───── Available data
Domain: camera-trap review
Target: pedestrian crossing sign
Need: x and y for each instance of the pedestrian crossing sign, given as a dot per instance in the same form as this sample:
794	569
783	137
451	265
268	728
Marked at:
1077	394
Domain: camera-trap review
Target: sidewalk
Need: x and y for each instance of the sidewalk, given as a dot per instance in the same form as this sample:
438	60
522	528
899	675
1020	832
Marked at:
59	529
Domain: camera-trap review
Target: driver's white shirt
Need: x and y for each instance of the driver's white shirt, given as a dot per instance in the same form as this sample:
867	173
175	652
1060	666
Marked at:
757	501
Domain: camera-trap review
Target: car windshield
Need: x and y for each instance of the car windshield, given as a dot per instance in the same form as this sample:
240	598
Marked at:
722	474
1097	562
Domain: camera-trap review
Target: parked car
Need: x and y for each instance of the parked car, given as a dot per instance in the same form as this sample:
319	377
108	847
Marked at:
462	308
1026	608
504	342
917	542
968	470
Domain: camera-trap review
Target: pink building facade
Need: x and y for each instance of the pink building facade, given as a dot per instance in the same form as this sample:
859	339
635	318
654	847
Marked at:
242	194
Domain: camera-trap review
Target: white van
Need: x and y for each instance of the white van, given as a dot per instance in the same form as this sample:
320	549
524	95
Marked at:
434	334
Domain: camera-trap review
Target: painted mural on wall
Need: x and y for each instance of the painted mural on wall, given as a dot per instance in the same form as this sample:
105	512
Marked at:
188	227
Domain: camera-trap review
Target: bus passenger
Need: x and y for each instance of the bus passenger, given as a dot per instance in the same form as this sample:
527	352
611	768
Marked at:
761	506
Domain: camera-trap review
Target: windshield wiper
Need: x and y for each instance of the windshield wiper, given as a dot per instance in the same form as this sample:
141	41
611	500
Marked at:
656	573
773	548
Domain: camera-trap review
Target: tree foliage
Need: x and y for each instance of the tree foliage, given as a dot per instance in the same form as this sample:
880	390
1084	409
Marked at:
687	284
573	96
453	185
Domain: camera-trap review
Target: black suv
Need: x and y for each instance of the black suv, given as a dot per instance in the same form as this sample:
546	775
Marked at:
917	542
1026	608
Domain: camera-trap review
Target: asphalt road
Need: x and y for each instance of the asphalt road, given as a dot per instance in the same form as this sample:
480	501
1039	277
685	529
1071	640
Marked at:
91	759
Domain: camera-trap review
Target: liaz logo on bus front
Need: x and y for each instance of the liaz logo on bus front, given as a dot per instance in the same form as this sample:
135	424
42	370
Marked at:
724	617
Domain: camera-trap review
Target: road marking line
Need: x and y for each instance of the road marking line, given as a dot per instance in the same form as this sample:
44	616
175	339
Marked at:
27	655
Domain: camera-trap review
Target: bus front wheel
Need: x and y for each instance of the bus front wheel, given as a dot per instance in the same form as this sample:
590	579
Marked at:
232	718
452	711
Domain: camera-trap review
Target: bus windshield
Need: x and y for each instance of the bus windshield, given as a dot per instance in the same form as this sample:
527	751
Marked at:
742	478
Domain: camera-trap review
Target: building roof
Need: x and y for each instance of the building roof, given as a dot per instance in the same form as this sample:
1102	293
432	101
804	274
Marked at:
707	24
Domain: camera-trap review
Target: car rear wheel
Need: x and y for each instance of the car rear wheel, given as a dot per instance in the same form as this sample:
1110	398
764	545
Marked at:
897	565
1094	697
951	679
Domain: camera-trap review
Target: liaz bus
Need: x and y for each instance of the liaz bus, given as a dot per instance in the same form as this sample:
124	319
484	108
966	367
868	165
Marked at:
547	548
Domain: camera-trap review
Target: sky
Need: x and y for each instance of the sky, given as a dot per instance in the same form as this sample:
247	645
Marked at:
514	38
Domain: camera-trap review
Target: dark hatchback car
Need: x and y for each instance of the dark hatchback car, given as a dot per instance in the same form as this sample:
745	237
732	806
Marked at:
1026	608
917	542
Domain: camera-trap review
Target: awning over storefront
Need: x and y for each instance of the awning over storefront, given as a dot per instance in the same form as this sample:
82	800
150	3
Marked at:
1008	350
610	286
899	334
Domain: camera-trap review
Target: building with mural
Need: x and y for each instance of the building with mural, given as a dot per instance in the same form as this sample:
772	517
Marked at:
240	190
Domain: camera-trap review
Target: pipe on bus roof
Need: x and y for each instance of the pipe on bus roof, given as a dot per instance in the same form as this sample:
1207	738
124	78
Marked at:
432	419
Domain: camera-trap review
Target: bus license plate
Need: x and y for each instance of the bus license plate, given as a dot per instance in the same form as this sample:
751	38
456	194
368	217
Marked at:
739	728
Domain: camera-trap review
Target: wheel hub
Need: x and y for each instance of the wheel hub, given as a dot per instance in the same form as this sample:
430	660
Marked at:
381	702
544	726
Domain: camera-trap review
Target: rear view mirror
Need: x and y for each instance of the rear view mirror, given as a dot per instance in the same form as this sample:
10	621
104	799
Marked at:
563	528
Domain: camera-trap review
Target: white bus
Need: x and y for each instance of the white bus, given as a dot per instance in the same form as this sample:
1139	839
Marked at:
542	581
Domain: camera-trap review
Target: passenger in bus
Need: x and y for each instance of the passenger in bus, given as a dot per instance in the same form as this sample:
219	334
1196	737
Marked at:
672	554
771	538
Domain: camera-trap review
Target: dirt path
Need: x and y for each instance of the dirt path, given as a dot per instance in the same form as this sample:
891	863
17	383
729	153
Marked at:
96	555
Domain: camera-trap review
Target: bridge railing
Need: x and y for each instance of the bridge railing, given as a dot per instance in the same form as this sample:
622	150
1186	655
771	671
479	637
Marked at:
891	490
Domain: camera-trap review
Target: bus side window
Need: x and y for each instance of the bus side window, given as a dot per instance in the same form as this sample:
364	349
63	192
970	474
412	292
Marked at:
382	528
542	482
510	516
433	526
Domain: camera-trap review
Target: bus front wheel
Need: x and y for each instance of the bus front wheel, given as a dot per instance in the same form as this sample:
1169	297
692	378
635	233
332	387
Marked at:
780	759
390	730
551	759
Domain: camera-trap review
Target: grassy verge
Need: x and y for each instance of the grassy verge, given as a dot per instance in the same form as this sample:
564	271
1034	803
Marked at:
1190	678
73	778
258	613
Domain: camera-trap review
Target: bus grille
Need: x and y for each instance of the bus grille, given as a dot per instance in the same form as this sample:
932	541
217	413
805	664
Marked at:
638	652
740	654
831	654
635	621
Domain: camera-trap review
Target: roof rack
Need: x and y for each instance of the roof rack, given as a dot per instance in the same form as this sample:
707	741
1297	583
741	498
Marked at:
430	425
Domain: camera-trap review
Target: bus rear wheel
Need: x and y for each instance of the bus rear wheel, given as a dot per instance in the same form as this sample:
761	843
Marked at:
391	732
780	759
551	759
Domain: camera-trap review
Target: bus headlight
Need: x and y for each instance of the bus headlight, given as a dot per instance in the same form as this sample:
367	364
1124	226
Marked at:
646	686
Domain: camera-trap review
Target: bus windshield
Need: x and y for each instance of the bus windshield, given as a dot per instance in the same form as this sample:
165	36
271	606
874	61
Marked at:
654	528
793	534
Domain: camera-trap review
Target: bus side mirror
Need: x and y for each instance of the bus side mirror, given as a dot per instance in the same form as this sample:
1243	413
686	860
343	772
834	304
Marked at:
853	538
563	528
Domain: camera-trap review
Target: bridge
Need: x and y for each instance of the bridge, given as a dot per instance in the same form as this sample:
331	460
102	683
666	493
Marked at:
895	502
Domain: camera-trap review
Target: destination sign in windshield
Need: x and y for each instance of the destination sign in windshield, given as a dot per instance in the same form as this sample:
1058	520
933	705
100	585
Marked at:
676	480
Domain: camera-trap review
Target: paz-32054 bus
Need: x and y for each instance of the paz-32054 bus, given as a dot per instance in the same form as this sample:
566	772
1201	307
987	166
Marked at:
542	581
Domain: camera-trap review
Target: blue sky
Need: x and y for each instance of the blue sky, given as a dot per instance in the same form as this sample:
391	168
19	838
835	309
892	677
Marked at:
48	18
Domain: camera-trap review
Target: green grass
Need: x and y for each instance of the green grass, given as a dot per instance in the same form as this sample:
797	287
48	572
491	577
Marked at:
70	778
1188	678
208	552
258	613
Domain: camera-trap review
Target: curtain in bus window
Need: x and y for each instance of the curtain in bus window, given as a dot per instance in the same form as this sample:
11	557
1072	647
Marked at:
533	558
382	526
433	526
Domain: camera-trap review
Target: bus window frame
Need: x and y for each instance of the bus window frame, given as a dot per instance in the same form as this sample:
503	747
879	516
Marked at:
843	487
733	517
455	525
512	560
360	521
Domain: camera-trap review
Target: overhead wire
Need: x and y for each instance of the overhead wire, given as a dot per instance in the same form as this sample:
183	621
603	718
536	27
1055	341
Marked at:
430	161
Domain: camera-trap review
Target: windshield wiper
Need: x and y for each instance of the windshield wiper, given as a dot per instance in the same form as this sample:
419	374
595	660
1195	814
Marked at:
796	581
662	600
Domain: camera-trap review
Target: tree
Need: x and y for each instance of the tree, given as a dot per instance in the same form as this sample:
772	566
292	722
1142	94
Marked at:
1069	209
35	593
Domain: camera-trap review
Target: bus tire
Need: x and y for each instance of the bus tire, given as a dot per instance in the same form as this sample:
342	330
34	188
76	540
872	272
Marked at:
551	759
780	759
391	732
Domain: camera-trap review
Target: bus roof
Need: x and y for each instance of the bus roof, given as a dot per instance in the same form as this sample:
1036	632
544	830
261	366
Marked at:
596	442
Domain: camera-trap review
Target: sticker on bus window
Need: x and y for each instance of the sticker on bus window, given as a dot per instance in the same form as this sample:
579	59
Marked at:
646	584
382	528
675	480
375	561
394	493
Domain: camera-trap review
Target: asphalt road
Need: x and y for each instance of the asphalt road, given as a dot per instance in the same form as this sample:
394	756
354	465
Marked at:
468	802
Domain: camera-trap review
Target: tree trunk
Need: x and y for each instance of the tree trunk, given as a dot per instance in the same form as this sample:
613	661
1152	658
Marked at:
──────────
**Exercise task**:
Select and copy every line in the items above that contains the string "sticker". Case counts.

**Solution to this task**:
Target: sticker on bus window
Need: x and y for each instance of the sticker on bus window, given as a dot per instance in the same form as this sample:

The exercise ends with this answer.